## PROBLEM SET
(1) List the groups that the blog post on health care reform says are out of money.
(2) Answer these questions about the blog post on health care reform:
(a) Which two news outlets does the writer say have already posted most of what they could tell anyone?
(b) What one really big entitlement is the debate over entitlement reform largely about?
(c) What two changes does the writer say would take care of most of the Social Security problem?
(3) Write the next part of the blog post on health care reform, continuing from its last sentence.

## PAGE EXCERPT

┏━━

Right now, here’s why I think we do this, in person or on the Internet.  I don’t think one blogs purely to supply others with information.  Most of what I could tell anyone about anything they care about has already been posted by Reuters or CNN an hour before I found out about it.  We live in the information age, and about the last thing anyone needs is more information.  People take long vacations on desert islands to escape that sort of thing.

Instead, if we are lucky, blogging give others insight into the way we think, and how that might be helpful in their own situation.  I think I have shied away from posting partly because it seems odd to assume that the random firings of my neurons might be interesting/entertaining/thought-provoking for others.   And, in the vast majority of cases, I think that will be right; people will read and think, “Not helpful”.  But the beauty of the blogosphere is that those people can move on to someone else’s blog that they do find helpful.  To all that remain, welcome.  Both of you.

We live in an extraordinary time in so many ways, but germane to this blog, we live in the age of American health care reform.  Some of you may have heard me speak about this, but there are a few core reasons why this is:

  • We as a nation are out of money.
  • We as private enterprises are out of money.
  • We as individuals and families are out of money.
  • I have slides to prove all of the above are related to the cost of health care.
  • Other than that, it’s going very well.

 

Okay, there are other things at play here, which we will go into over time, but suffice it to say for now, being out of money has an amazing clarifying effect on one’s thinking.  All the other things we will talk about here have been true for many years, even decades.  But the one thing that compels us to have this conversation now, this topic that ranks just below having root canal for most of us, is that we are out of money to buy off the pain of real reform.  I don’t know if anyone’s noticed, but the debate over entitlement reform is largely about one really big entitlement, the one we call Medicare.  Yes, there is Social Security, but simply by changing the cost of living adjustment and raising the eligibility age some, we can take care of most of that problem.

┗━━

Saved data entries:
┏━━

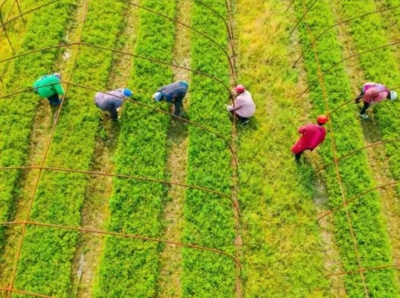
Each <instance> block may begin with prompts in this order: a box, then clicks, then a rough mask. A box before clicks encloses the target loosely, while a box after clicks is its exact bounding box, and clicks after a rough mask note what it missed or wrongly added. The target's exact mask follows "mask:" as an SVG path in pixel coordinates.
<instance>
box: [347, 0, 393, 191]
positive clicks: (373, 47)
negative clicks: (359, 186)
mask: <svg viewBox="0 0 400 298" xmlns="http://www.w3.org/2000/svg"><path fill="white" fill-rule="evenodd" d="M387 2H388V4H390V5H391V6H392V7H393V6H395V5H398V1H392V0H388V1H387ZM341 4H342V5H341V7H342V10H343V13H344V14H345V15H346V17H348V16H349V15H354V14H355V13H356V12H357V11H374V10H377V7H376V4H375V3H374V2H373V1H363V2H362V3H357V2H356V1H344V2H341ZM388 14H389V15H390V17H391V18H393V19H394V20H395V21H396V22H397V23H398V21H399V17H398V16H397V14H390V12H388ZM386 21H387V20H385V22H386ZM398 24H399V23H398ZM383 26H384V24H383V20H382V18H381V16H380V15H374V16H371V17H369V18H368V19H365V18H361V19H358V20H357V21H352V22H350V28H351V35H352V36H353V38H354V42H355V45H356V47H357V51H358V52H364V51H367V50H370V49H373V48H376V47H381V46H383V45H386V44H389V43H390V40H389V39H388V37H387V34H386V32H385V30H384V29H383ZM391 50H395V51H396V50H397V49H396V48H393V47H385V48H381V49H377V50H374V51H371V52H369V53H365V54H362V55H361V56H359V61H360V64H361V67H362V69H363V71H364V76H365V78H366V80H367V81H373V82H378V83H382V84H385V85H386V86H387V87H388V88H391V87H397V86H399V82H400V74H399V71H398V67H397V62H396V60H395V58H394V57H393V55H392V54H391ZM397 91H398V90H397ZM399 114H400V102H399V101H397V100H396V101H393V102H392V101H385V102H382V103H380V104H379V105H376V106H375V107H374V120H376V123H377V124H378V125H379V129H380V131H381V133H382V139H383V140H390V139H395V138H397V137H398V136H399V133H400V127H399V126H398V125H397V122H396V121H393V119H397V117H398V115H399ZM385 150H386V154H387V156H388V158H389V165H390V170H391V173H392V176H393V179H394V180H399V179H400V157H399V154H398V152H399V150H400V143H399V142H393V143H389V144H385ZM397 193H398V194H400V187H399V186H397Z"/></svg>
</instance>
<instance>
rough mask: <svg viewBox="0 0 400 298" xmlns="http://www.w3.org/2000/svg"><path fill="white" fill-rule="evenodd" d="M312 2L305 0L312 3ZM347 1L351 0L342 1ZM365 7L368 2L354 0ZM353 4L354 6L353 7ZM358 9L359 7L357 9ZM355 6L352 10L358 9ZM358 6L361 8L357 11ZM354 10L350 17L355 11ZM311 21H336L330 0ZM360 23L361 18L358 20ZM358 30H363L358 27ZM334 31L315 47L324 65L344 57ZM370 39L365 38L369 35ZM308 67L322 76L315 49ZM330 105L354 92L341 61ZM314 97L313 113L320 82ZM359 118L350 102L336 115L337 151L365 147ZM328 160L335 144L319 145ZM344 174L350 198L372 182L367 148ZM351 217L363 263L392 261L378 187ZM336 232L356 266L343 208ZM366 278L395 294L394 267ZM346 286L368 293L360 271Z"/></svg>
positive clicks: (314, 12) (307, 2) (316, 10)
mask: <svg viewBox="0 0 400 298" xmlns="http://www.w3.org/2000/svg"><path fill="white" fill-rule="evenodd" d="M302 2H303V1H298V2H296V9H297V12H298V16H299V17H301V16H302V15H303V13H304V10H303V3H302ZM310 2H311V1H307V4H308V5H310ZM344 2H345V3H346V2H347V1H344ZM355 3H358V4H357V5H358V6H363V5H364V1H362V2H357V1H354V2H352V4H351V5H353V4H355ZM351 5H350V7H351ZM354 9H356V8H354ZM355 11H356V10H354V14H356V12H355ZM359 11H360V10H358V11H357V14H358V13H359ZM354 14H352V15H351V16H354ZM307 19H308V24H309V26H310V28H311V30H312V32H314V33H315V32H321V31H322V30H324V29H325V28H327V27H329V26H331V25H332V24H333V23H334V19H333V17H332V13H331V11H330V8H329V3H328V2H325V1H318V2H317V3H316V5H315V7H314V8H313V9H312V10H311V11H310V12H309V13H308V17H307ZM357 22H360V20H358V21H357ZM358 30H361V28H359V29H358ZM336 33H337V32H336V31H335V30H331V31H329V32H328V33H326V34H325V35H324V37H322V38H321V39H320V40H319V41H318V42H317V51H318V56H319V62H320V65H321V69H322V70H327V69H329V68H330V67H331V66H332V65H333V64H334V63H335V62H337V61H340V60H341V59H342V58H343V52H342V48H341V46H340V44H339V42H338V40H337V37H336ZM299 37H300V41H301V44H302V46H303V48H304V49H305V47H307V46H309V45H310V37H309V35H308V32H307V27H306V24H305V23H302V24H301V25H300V26H299ZM365 42H367V40H365ZM305 67H306V70H307V78H308V81H309V82H310V83H312V82H314V81H316V80H317V79H318V69H317V65H316V60H315V56H314V53H313V52H312V51H310V52H307V53H305ZM323 81H324V85H325V90H326V94H327V99H328V102H329V107H330V108H331V109H332V108H334V107H337V106H338V105H339V104H341V103H343V102H345V101H346V100H348V99H349V98H351V97H352V96H353V94H352V93H351V92H350V86H349V80H348V78H347V74H346V70H345V67H344V65H343V64H340V65H339V66H337V67H336V68H334V69H333V70H332V71H331V72H329V73H328V74H326V75H325V76H324V77H323ZM309 94H310V98H311V101H312V103H313V107H314V115H316V114H318V113H323V112H324V111H325V107H324V99H323V96H322V90H321V87H320V86H319V85H318V84H315V85H313V86H310V90H309ZM358 119H359V117H358V113H357V111H356V110H355V109H354V107H353V106H347V107H345V108H343V109H342V110H340V112H338V113H335V114H334V115H333V116H332V123H333V129H334V132H333V134H334V137H335V144H336V149H337V152H338V156H340V155H343V154H345V153H346V152H349V151H351V150H354V149H357V148H362V147H364V142H363V137H362V133H361V128H360V123H359V120H358ZM321 149H322V150H321V151H322V157H323V159H324V162H325V163H328V162H330V161H332V160H333V153H332V147H331V146H324V147H323V148H321ZM339 167H340V176H341V180H342V182H343V187H344V194H345V196H346V198H351V197H352V196H354V195H356V194H358V193H360V192H362V191H364V190H366V189H370V188H372V187H373V186H374V182H373V179H372V176H371V170H370V169H369V167H368V164H367V160H366V155H365V152H360V153H357V154H354V155H352V156H351V157H350V158H347V159H346V160H343V161H341V163H340V164H339ZM325 178H326V182H327V186H328V192H329V200H330V204H329V205H330V206H331V207H335V206H338V205H340V204H342V203H343V199H342V195H341V191H340V187H339V185H338V182H337V177H336V173H335V168H334V167H330V168H329V169H328V170H327V171H326V173H325ZM348 210H349V214H350V217H351V219H352V226H353V229H354V233H355V237H356V240H357V244H358V249H359V253H360V257H361V261H362V265H363V267H365V268H366V267H371V266H376V265H381V264H388V263H391V260H392V257H391V249H390V245H389V241H388V235H387V231H386V229H385V224H384V222H383V218H382V215H381V207H380V202H379V198H378V195H377V193H376V192H371V193H369V194H367V195H364V196H363V198H362V199H360V200H357V201H355V202H354V203H351V204H350V205H349V206H348ZM334 224H335V236H336V242H337V244H338V247H339V250H340V255H341V258H342V264H343V269H344V270H345V271H350V270H357V269H358V262H357V256H356V252H355V248H354V243H353V241H352V237H351V234H350V230H349V225H348V222H347V217H346V213H345V209H343V208H342V209H340V210H338V211H336V212H335V214H334ZM364 275H365V277H366V283H367V287H368V290H369V292H370V295H371V296H374V297H397V296H398V294H399V289H398V285H397V283H396V280H395V275H394V271H393V270H390V269H387V270H375V271H368V272H365V273H364ZM346 289H347V294H348V295H349V296H350V297H360V296H363V295H364V288H363V284H362V281H361V277H360V274H348V275H346Z"/></svg>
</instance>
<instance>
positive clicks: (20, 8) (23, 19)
mask: <svg viewBox="0 0 400 298" xmlns="http://www.w3.org/2000/svg"><path fill="white" fill-rule="evenodd" d="M15 2H16V3H17V7H18V11H19V15H20V16H21V19H22V21H23V22H24V24H26V21H25V19H24V17H23V16H22V11H21V6H19V1H18V0H15ZM15 2H14V3H15Z"/></svg>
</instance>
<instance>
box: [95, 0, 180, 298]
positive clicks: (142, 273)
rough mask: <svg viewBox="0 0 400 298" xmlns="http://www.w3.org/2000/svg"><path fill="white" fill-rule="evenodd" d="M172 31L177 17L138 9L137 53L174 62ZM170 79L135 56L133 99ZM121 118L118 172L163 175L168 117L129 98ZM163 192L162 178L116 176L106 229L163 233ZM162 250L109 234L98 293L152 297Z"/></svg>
mask: <svg viewBox="0 0 400 298" xmlns="http://www.w3.org/2000/svg"><path fill="white" fill-rule="evenodd" d="M141 5H144V6H145V7H147V8H150V9H153V10H156V11H159V12H161V13H162V14H165V15H168V16H169V17H171V18H174V17H175V13H176V11H175V10H176V3H175V2H174V1H158V0H143V1H142V2H141ZM174 36H175V25H174V23H173V22H171V21H168V20H166V19H164V18H160V17H158V16H156V15H154V14H152V13H149V12H147V11H145V10H140V11H139V28H138V33H137V46H136V49H135V54H137V55H143V56H147V57H152V58H156V59H161V60H163V61H170V62H172V57H173V46H174ZM172 78H173V73H172V70H171V68H170V67H168V66H164V65H158V64H154V63H152V62H149V61H145V60H141V59H136V60H135V61H134V67H133V73H132V80H131V83H132V85H133V86H135V87H136V88H137V90H138V91H139V92H140V94H138V95H136V96H135V99H136V100H139V101H142V102H146V103H149V104H152V103H151V102H152V101H153V100H152V99H151V96H152V94H153V93H154V92H155V91H156V90H157V89H158V88H159V87H161V86H163V85H166V84H169V83H171V81H172ZM154 105H156V104H154ZM163 107H164V108H169V106H168V105H164V106H163ZM122 118H123V121H122V123H121V133H120V137H119V144H118V149H117V152H116V158H115V162H116V167H115V172H116V173H117V174H123V175H136V176H142V177H148V178H154V179H161V180H165V177H164V176H165V167H166V159H167V156H166V154H167V152H166V136H167V130H168V124H169V122H170V117H169V116H166V115H164V114H161V113H157V112H155V111H152V110H150V109H146V108H144V107H141V106H137V105H134V104H131V103H126V105H125V107H124V111H123V116H122ZM165 197H166V189H165V187H164V186H163V185H161V184H159V183H151V182H141V181H134V180H123V179H117V178H115V179H114V182H113V195H112V197H111V200H110V207H109V208H110V213H111V214H110V216H111V219H110V222H109V225H108V229H109V230H111V231H116V232H124V233H131V234H136V235H143V236H147V237H155V238H159V237H160V236H161V233H162V224H161V217H162V211H163V204H164V202H165ZM160 250H161V245H160V244H158V243H156V242H146V241H142V240H134V239H121V238H118V239H117V238H113V237H108V238H107V239H106V244H105V248H104V252H103V255H102V260H101V264H100V271H99V277H98V280H97V282H96V287H95V294H94V297H97V298H98V297H107V298H109V297H116V298H117V297H118V298H119V297H140V298H143V297H154V296H155V295H156V292H157V285H158V279H159V275H160V256H159V252H160Z"/></svg>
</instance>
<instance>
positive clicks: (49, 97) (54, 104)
mask: <svg viewBox="0 0 400 298" xmlns="http://www.w3.org/2000/svg"><path fill="white" fill-rule="evenodd" d="M47 99H48V101H49V104H51V105H52V106H58V105H59V104H60V103H61V100H60V98H59V96H58V94H57V93H56V94H53V95H52V96H50V97H48V98H47Z"/></svg>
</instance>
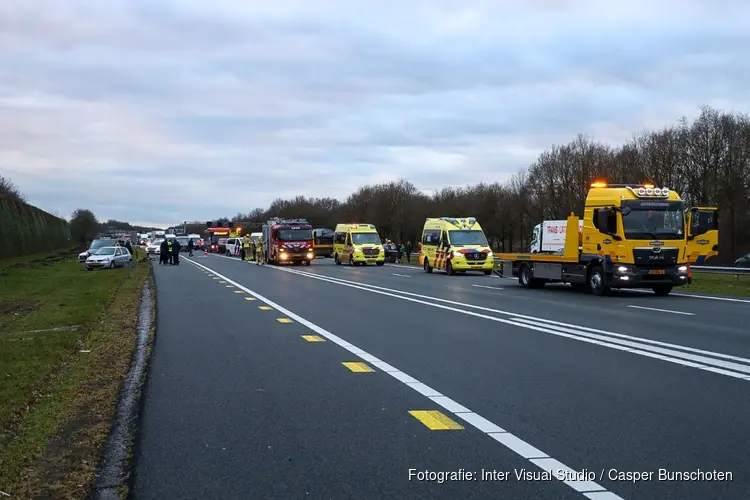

┗━━

## TASK-BY-TASK ANSWERS
(1)
- The nation
- Private enterprises
- Individuals and families

(2)
(a) Reuters and CNN
(b) Medicare
(c) Changing the cost of living adjustment and raising the eligibility age some

(3)
But Medicare, there’s a problem that goes beyond actuarial analysis of the stability of an insurance pool.  While it is technically an insurance program, it is so much more to so many people.  In the simplest terms, it is hope.  It is an amorphous institution in most of our minds, that attempts to buy miracles with pooled resources created by a collective agreement to pay into the pot, without know which miracles we will need for ourselves, of even if we will need them at all.  Unfortunately, the price of this hope is going up at roughly two to three times the rate of general inflation, and it is crowding out other things that also create hope.  But these latter things are for those closer to the beginning of their lives rather than those closer to the end.  These are things like bridges, roads, schools, and other things that create future prosperity, for individuals and the American community as a whole.  There is a commercial on TV right now that decries the tyranny of the “or”, the necessity of choice.  Why can’t we have it all, it asks while the spokesperson does a funny dance?

We can’t have it all, because we never could, and we are having trouble believing that our perception of limitless resources was an illusion.  We make popular movies in which against impossible odds, the hero/heroine saves the day, no matter what any stinking authority figure tells them.  In the movies, the one in a million shot always comes through.

In a way that makes me a little sad, we are having to give up the illusions of childhood, and become adults.  We are being asked by our posterity to recognize limits, that we will not be forever young, that we must choose the nuanced discussion over the sound bite, choose the understanding of others as being as complex as we feel ourselves to be, and just as sympathetically flawed.  We have met the authority figures, and indeed they are us, only with wrinkles and lines that we do not recognize as our own in the mirror.  These things all fall to us: the necessity for mercy, for difficult choices, and for prayers for wisdom in an imperfect world.  None of these can be delegated or outsourced anymore.